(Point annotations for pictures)
★ ★ ★ ★

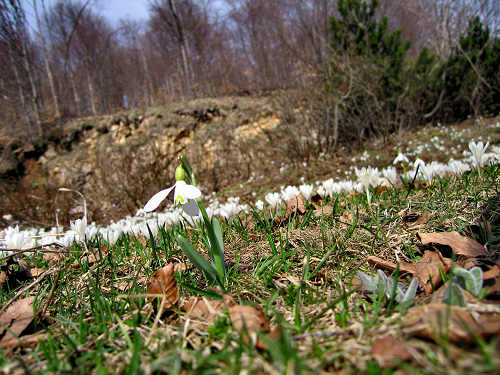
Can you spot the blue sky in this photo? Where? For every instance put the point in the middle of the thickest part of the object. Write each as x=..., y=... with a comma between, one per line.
x=113, y=10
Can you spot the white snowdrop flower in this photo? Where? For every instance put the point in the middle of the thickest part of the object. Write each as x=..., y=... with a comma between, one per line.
x=418, y=162
x=329, y=187
x=213, y=210
x=15, y=239
x=457, y=166
x=184, y=194
x=427, y=172
x=478, y=151
x=321, y=191
x=306, y=190
x=346, y=186
x=229, y=209
x=368, y=176
x=66, y=240
x=390, y=174
x=401, y=158
x=79, y=228
x=289, y=192
x=259, y=205
x=91, y=231
x=273, y=199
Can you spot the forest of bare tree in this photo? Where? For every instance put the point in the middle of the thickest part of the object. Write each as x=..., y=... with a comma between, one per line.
x=68, y=61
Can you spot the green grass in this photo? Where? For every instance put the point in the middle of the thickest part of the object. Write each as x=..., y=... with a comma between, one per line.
x=301, y=274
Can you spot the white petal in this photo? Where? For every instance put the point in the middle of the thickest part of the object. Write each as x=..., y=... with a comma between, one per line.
x=184, y=192
x=191, y=207
x=156, y=199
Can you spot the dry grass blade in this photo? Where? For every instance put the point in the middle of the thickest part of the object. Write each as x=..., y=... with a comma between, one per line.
x=15, y=319
x=388, y=351
x=459, y=244
x=459, y=324
x=163, y=283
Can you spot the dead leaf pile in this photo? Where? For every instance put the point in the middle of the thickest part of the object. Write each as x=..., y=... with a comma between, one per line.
x=202, y=312
x=435, y=319
x=15, y=320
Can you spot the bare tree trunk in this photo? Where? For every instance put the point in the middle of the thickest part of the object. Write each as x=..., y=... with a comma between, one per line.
x=149, y=82
x=46, y=61
x=183, y=44
x=91, y=93
x=34, y=89
x=76, y=97
x=22, y=96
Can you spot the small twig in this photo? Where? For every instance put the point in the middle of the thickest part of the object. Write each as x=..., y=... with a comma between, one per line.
x=320, y=334
x=51, y=293
x=27, y=287
x=157, y=319
x=36, y=249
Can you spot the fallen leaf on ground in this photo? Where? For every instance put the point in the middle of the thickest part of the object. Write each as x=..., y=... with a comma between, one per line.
x=163, y=283
x=28, y=340
x=273, y=335
x=248, y=316
x=295, y=205
x=53, y=258
x=459, y=244
x=438, y=295
x=252, y=320
x=3, y=278
x=205, y=309
x=346, y=218
x=435, y=320
x=15, y=319
x=389, y=351
x=35, y=272
x=492, y=281
x=322, y=210
x=413, y=219
x=425, y=269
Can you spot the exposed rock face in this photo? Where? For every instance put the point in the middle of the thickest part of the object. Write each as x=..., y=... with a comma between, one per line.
x=134, y=153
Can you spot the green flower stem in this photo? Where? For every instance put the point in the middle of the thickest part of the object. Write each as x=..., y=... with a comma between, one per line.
x=216, y=245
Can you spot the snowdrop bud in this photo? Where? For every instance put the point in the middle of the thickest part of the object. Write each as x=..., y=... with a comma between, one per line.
x=179, y=173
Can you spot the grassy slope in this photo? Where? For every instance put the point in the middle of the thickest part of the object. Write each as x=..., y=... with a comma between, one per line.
x=96, y=322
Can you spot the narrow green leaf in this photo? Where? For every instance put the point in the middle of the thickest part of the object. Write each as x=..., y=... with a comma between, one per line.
x=198, y=260
x=475, y=283
x=454, y=295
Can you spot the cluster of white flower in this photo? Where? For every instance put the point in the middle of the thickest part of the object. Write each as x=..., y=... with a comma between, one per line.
x=144, y=222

★ ★ ★ ★

Request ->
Rewrite all of the records above, changing every "thickest part" to "widest part" and keeping the rest the same. Leave the pictures out of your answer.

Exercise answer ->
Can you spot the blue sky in this photo? Where? For every instance put the point in the middle of the widest part of the object. Write each as x=..., y=... with a comma between, one per line.
x=113, y=10
Can you spot the white snowdrop flower in this photo? Where? For every instance put the point in the middle of the widest part of the object. Write each as x=..., y=... with a comma between, one per line.
x=418, y=162
x=329, y=187
x=213, y=210
x=15, y=239
x=457, y=166
x=184, y=194
x=427, y=172
x=478, y=151
x=321, y=191
x=306, y=190
x=346, y=186
x=229, y=209
x=368, y=176
x=66, y=240
x=390, y=174
x=401, y=158
x=79, y=228
x=289, y=192
x=259, y=205
x=91, y=231
x=273, y=199
Can you spot the forest of bare tree in this photo? Where? For every instance put the point in the middle of the widest part of the object. Write each as x=..., y=... with a comma between, one per line.
x=68, y=61
Can you spot the green grass in this photo? Where? For every instance put the point in the middle of the widest part of the object. Write each as x=..., y=... with a comma between, one per line.
x=301, y=274
Can you spot the white petal in this photo? Where? For every instance put the point in the middle of the widest part of the object. Write each as x=..., y=... with a comma between, one per line.
x=184, y=192
x=191, y=207
x=156, y=199
Can you spot the dry grass blade in this photo? Where? For every instance put the point in the middle of the widest part of the object. Write each as x=..., y=... with a comma between, one per line.
x=15, y=319
x=388, y=351
x=459, y=244
x=459, y=324
x=163, y=283
Can you spot the dead leaf pile in this photo? Where? For every instance put the point in the middle of the widest part of the object. Write each as x=..., y=... with a comma between, one per line.
x=202, y=312
x=435, y=319
x=15, y=320
Can you spot the bare tree trunk in this photo? Where? For every instance put the point in the middle of the widest part of the object. Write each as x=..., y=... with a comma between, one per line.
x=149, y=82
x=46, y=61
x=183, y=44
x=91, y=93
x=34, y=89
x=76, y=97
x=22, y=96
Can you spot the small twig in this photo? Where? For every instance put the point in the middle of the widest part of the object. Write each as x=..., y=... with a comma between, one per line.
x=320, y=334
x=51, y=293
x=27, y=287
x=157, y=319
x=36, y=249
Can you spot the fallen leaf on ground in this photo? Where? For every instance put the point in the middle of the widest part of the object. Write each as x=..., y=... with a comma between, one per line.
x=163, y=283
x=28, y=340
x=273, y=335
x=248, y=316
x=295, y=205
x=53, y=258
x=459, y=244
x=438, y=295
x=252, y=320
x=3, y=278
x=205, y=309
x=346, y=218
x=435, y=320
x=15, y=319
x=389, y=351
x=35, y=272
x=492, y=281
x=322, y=210
x=413, y=219
x=425, y=269
Can you spot the exposed rock face in this photo? Where? For every instance put the point in the middle of the widest part of the object. Write each as x=..., y=... with a comma between, one per line.
x=134, y=153
Can you spot the green flower stem in this photo? Where? For every instance put the point in the middle of the widest part of the object. Write each as x=..., y=... with a comma between, one per line.
x=216, y=245
Can you spot the snowdrop bud in this photo? Where? For every instance put the point in the middle of the widest part of the object. Write each as x=..., y=... with a comma between, one per line.
x=179, y=173
Can you spot the grassy slope in this photo? Where? For every instance put the point in the middle of the widest part of the object. Write each as x=..., y=... with a comma between, one per line.
x=96, y=322
Can you spot the narrow green leaf in this photo? Where? For every instance put the point in the middle of the widest part of the object. Write each as x=..., y=... with a comma between, one per line.
x=198, y=260
x=475, y=283
x=454, y=295
Can you spot the cluster of white flower in this photo? Where? For every instance put the point in the middle of the widest part of the object. Write each as x=..., y=... with a comma between, one per line.
x=144, y=222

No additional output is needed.